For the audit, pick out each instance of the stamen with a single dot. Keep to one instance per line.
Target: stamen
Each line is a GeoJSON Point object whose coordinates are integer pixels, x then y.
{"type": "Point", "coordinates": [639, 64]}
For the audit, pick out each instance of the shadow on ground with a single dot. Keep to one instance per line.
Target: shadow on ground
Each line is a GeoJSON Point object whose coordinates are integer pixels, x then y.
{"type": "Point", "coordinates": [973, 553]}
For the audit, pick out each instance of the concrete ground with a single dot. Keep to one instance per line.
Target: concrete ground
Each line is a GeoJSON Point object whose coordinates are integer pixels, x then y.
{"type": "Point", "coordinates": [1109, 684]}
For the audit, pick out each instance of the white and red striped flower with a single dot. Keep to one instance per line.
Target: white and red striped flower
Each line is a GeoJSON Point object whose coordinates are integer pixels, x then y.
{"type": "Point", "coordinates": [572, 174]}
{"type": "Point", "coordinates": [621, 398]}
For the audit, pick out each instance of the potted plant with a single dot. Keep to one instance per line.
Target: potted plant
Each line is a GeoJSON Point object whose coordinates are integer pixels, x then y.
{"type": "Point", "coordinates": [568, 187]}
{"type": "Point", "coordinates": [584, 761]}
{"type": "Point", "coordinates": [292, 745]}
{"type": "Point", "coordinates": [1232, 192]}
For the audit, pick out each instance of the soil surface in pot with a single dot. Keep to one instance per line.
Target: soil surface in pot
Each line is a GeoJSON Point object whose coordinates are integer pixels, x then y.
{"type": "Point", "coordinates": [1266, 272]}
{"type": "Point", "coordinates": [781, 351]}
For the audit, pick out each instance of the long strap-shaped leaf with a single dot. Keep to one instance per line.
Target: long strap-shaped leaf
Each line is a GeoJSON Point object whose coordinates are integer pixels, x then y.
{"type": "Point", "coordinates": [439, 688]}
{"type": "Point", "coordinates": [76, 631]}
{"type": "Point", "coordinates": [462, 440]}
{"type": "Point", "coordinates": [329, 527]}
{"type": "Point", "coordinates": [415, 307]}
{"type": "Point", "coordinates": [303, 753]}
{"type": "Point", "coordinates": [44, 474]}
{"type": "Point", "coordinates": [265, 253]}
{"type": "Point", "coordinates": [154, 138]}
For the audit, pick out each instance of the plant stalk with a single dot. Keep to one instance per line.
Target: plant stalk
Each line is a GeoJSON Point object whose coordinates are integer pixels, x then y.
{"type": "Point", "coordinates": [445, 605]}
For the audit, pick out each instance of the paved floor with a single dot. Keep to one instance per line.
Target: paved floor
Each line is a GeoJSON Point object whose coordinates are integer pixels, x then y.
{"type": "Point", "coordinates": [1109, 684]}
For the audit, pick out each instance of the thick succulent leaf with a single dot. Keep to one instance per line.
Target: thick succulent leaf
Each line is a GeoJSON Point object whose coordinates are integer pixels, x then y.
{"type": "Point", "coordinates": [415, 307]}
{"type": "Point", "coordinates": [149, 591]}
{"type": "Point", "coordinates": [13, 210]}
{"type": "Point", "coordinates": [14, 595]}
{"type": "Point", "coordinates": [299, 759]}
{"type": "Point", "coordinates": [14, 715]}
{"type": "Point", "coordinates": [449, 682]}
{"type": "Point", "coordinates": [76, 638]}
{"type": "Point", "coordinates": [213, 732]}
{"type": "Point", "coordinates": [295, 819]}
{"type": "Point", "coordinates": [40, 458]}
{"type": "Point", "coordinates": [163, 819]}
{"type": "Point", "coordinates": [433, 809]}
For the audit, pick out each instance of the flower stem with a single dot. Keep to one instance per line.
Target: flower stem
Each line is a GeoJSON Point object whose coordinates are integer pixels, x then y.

※ ※ ※

Goal of the exercise
Please duplicate all of the items above line for line, keeping every character as it stands.

Written response
For the audit, pick out each instance of the stamen with a single dot. Keep to one instance per line.
Target: stamen
Each line is a GeoJSON Point object whose coordinates are integer pixels, x then y.
{"type": "Point", "coordinates": [639, 64]}
For the audit, pick out each instance of the shadow on ground with a single dot. Keep to one instance per line.
Target: shadow on ground
Each line is a GeoJSON Point object whose coordinates are integer pixels, x then y.
{"type": "Point", "coordinates": [973, 553]}
For the audit, pick out each instance of the concrete ground with a single dot. Keep to one instance per line.
Target: concrete ground
Each line is a GeoJSON Point object whose coordinates are integer pixels, x then y.
{"type": "Point", "coordinates": [1109, 684]}
For the audit, pick out each instance of the white and red striped flower with a single dot. Keep to one instance per line.
Target: white and red striped flower
Each line is a GeoJSON Point object whose coordinates are integer pixels, x then y.
{"type": "Point", "coordinates": [572, 174]}
{"type": "Point", "coordinates": [621, 398]}
For the audit, pick out each instance of the potted plant with a single dot. Keep to one instance per line.
Target: potted plant
Each line is a GeoJSON Point object whose coordinates are integer pixels, x then y.
{"type": "Point", "coordinates": [568, 187]}
{"type": "Point", "coordinates": [584, 761]}
{"type": "Point", "coordinates": [292, 745]}
{"type": "Point", "coordinates": [1232, 192]}
For the audit, pick out each instance of the soil surface in pot with a single dot. Keep to one instance per line.
Target: soil surface in pot
Each line is a GeoJSON Point object whose coordinates are integer pixels, x then y.
{"type": "Point", "coordinates": [1266, 272]}
{"type": "Point", "coordinates": [781, 351]}
For the audit, pick out each instance of the long strap-shaped leaf with a single dot. Keep to one instance per line.
Target: long strap-shaped leaf
Each line is a GeoJSON Point object whose coordinates are integer pixels, x then y.
{"type": "Point", "coordinates": [439, 688]}
{"type": "Point", "coordinates": [76, 631]}
{"type": "Point", "coordinates": [462, 440]}
{"type": "Point", "coordinates": [329, 527]}
{"type": "Point", "coordinates": [415, 307]}
{"type": "Point", "coordinates": [303, 753]}
{"type": "Point", "coordinates": [44, 474]}
{"type": "Point", "coordinates": [265, 253]}
{"type": "Point", "coordinates": [154, 138]}
For the audit, pick out each instance of the plant stalk with a single dot. Keep to one instance per line.
Target: plant stalk
Each line is a GeoJSON Point object whose coordinates are integer pixels, x then y.
{"type": "Point", "coordinates": [445, 605]}
For the audit, pick out each instance of the paved floor with a single dot. Keep to one instance per line.
Target: paved floor
Each line is a GeoJSON Point object whose coordinates are integer pixels, x then y.
{"type": "Point", "coordinates": [1109, 684]}
For the audit, pick out each instance of the thick succulent leaf with a single dot. Keep to one instance per line.
Target: thick succulent leaf
Each line is a GeoJSON Point object whose coordinates are integer pixels, x then y.
{"type": "Point", "coordinates": [415, 307]}
{"type": "Point", "coordinates": [149, 591]}
{"type": "Point", "coordinates": [13, 210]}
{"type": "Point", "coordinates": [14, 595]}
{"type": "Point", "coordinates": [299, 759]}
{"type": "Point", "coordinates": [14, 715]}
{"type": "Point", "coordinates": [449, 682]}
{"type": "Point", "coordinates": [76, 638]}
{"type": "Point", "coordinates": [213, 732]}
{"type": "Point", "coordinates": [295, 819]}
{"type": "Point", "coordinates": [40, 458]}
{"type": "Point", "coordinates": [163, 819]}
{"type": "Point", "coordinates": [433, 809]}
For the audit, pick out each instance of the flower stem with a single dot. Keep to one instance per line.
Target: flower stem
Each line is a GeoJSON Point object whose coordinates are integer pixels, x then y.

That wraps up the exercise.